[Named-object pointing records]

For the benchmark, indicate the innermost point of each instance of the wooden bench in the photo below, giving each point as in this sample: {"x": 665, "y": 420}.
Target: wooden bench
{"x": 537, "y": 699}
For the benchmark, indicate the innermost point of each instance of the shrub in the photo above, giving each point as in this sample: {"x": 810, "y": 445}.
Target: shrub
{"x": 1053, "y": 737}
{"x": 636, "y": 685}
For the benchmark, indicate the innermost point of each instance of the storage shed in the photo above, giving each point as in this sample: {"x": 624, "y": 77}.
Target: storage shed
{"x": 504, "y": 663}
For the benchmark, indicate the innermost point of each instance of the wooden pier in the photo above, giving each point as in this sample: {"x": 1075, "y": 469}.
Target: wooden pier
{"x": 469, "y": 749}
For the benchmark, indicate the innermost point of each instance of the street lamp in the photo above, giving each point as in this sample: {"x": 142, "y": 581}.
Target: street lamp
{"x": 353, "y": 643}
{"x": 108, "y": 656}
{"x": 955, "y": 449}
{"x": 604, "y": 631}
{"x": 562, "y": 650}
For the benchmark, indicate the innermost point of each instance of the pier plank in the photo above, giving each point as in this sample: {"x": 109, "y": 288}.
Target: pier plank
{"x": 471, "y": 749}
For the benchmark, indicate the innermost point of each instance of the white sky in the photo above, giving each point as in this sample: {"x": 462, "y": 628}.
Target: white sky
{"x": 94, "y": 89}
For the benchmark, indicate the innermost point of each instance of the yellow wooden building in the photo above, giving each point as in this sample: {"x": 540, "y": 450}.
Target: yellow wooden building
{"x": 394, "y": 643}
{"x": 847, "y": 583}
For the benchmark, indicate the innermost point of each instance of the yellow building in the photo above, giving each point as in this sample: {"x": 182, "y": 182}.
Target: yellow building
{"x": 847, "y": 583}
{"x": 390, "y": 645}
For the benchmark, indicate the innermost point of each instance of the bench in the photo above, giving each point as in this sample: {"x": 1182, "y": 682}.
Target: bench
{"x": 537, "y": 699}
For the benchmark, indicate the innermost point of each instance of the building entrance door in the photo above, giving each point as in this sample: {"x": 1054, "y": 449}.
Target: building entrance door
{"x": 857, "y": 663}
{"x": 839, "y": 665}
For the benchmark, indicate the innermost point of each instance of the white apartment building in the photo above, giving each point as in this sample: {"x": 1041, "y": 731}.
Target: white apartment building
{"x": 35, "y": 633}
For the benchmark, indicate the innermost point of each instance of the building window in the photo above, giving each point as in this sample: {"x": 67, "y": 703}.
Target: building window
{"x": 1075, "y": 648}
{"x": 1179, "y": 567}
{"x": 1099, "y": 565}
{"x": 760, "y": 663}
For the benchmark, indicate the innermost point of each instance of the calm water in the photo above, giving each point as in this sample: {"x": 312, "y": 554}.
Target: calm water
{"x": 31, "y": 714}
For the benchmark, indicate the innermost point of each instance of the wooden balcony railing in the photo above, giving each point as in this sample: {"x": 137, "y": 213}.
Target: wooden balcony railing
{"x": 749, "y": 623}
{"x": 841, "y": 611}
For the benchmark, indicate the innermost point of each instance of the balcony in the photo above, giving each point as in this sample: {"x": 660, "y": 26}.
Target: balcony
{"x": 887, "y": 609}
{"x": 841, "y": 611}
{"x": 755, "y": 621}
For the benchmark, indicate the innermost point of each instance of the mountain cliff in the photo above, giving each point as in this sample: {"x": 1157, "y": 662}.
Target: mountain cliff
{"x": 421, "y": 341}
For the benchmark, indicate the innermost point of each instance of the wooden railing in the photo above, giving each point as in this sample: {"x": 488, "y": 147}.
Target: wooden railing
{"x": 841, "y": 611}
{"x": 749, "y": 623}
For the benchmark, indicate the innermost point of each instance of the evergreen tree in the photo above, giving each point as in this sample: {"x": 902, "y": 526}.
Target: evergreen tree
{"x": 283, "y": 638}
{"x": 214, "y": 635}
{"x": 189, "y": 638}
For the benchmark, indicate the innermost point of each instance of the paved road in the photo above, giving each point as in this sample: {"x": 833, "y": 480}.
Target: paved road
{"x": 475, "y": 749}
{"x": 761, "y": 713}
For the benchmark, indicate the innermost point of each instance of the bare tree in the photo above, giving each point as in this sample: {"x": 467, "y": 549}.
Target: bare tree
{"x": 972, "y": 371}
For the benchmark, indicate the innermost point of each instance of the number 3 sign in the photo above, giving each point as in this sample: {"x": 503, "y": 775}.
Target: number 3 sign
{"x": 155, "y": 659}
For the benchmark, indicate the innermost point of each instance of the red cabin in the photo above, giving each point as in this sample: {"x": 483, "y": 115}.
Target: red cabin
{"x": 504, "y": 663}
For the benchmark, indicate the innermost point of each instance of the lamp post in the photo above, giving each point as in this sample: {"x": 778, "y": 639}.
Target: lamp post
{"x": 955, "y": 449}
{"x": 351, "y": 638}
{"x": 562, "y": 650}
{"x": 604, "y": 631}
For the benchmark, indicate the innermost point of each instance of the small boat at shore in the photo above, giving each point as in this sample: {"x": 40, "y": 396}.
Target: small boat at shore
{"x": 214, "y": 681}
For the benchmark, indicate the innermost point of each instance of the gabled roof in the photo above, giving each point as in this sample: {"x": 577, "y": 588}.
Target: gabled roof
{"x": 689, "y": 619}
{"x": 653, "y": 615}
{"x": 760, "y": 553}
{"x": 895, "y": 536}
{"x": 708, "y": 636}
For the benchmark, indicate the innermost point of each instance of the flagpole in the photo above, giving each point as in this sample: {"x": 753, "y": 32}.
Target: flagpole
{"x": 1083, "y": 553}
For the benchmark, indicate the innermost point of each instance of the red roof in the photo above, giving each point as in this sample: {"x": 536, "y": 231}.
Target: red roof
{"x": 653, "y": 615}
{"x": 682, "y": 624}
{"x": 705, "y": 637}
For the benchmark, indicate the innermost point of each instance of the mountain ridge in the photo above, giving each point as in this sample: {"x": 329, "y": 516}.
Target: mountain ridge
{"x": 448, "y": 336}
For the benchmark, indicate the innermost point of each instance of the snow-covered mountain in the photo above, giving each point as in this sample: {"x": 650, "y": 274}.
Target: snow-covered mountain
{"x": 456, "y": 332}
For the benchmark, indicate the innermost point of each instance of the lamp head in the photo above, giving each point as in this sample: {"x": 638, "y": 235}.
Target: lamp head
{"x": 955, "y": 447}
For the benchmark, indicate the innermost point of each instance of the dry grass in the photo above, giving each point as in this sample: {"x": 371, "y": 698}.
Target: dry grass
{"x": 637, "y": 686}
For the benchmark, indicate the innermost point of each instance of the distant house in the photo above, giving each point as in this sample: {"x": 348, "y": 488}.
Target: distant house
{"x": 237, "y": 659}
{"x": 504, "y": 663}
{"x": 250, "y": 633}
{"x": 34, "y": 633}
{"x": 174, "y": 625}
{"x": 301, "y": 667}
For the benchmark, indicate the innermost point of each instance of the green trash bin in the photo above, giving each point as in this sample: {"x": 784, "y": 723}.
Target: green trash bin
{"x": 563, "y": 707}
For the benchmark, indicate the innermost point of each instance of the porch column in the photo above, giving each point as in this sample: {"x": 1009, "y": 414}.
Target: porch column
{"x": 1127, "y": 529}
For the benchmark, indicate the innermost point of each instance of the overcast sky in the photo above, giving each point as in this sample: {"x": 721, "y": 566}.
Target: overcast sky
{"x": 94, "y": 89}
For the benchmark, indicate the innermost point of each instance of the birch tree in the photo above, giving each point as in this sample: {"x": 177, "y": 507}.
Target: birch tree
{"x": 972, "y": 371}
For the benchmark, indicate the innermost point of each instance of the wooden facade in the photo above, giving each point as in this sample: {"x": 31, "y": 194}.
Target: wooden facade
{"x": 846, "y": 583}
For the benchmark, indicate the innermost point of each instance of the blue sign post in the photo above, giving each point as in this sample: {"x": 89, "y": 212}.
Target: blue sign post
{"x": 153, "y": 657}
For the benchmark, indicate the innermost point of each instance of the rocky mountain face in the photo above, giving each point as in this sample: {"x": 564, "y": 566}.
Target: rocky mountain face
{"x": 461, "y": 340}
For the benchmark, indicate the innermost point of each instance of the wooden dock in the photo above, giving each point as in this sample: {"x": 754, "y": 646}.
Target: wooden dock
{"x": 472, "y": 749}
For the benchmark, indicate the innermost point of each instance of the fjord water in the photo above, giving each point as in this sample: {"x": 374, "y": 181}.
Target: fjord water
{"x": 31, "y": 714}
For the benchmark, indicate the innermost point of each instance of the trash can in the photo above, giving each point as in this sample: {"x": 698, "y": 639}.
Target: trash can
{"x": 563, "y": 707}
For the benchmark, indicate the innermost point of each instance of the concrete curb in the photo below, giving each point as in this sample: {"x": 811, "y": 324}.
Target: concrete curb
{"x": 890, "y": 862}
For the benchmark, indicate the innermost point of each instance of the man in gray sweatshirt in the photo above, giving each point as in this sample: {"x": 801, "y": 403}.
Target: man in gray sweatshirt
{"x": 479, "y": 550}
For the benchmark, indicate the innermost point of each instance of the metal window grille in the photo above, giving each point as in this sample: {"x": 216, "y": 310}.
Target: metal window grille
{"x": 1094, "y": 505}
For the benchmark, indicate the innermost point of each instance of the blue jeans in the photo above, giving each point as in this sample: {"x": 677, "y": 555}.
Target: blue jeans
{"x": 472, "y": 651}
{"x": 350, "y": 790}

● Problem to work on
The line containing "of the rocky" and every line after it, through the end of the records, should be repeated exactly and alone.

● Correct result
For the benchmark, indicate the innermost point of each instance of the rocky mountain face in the photo above, giving each point as in this sample: {"x": 564, "y": 566}.
Target: rocky mountain face
{"x": 461, "y": 340}
For the benchmark, indicate the innermost point of each instance of the wooden dock in the photo above, giving each point as in this sample: {"x": 754, "y": 646}.
Target: wooden dock
{"x": 472, "y": 749}
For the benchmark, indicate the innermost point of each instance of the fjord water in the photo above, giving each point as in this sample: {"x": 374, "y": 181}.
Target: fjord water
{"x": 31, "y": 714}
For the benchmark, indicate the innermost point of each instance of the trash can in the photo above, giving each point as in this sample: {"x": 698, "y": 639}.
Target: trash can
{"x": 563, "y": 707}
For the benchmark, indicate the innermost point of each instance of the concrete curb in the photo below, giving each point as in this sample: {"x": 811, "y": 324}.
Target: concrete curb
{"x": 890, "y": 862}
For the benchmark, indicate the innermost point of each instance of the man in gray sweatshirt in the photo above, giving each point as in this sample: {"x": 801, "y": 403}.
Target: man in gray sweatshirt
{"x": 479, "y": 550}
For the benchmark, indicate the innermost point of each instance of the metal window grille in the photo above, giving each point as in this sample: {"x": 216, "y": 310}.
Target: metal window grille
{"x": 1094, "y": 505}
For the benchmark, indicate the innermost point of each instance of the blue jeans in the photo above, giving each point as in this sample: {"x": 677, "y": 555}.
Target: blue jeans
{"x": 472, "y": 651}
{"x": 350, "y": 790}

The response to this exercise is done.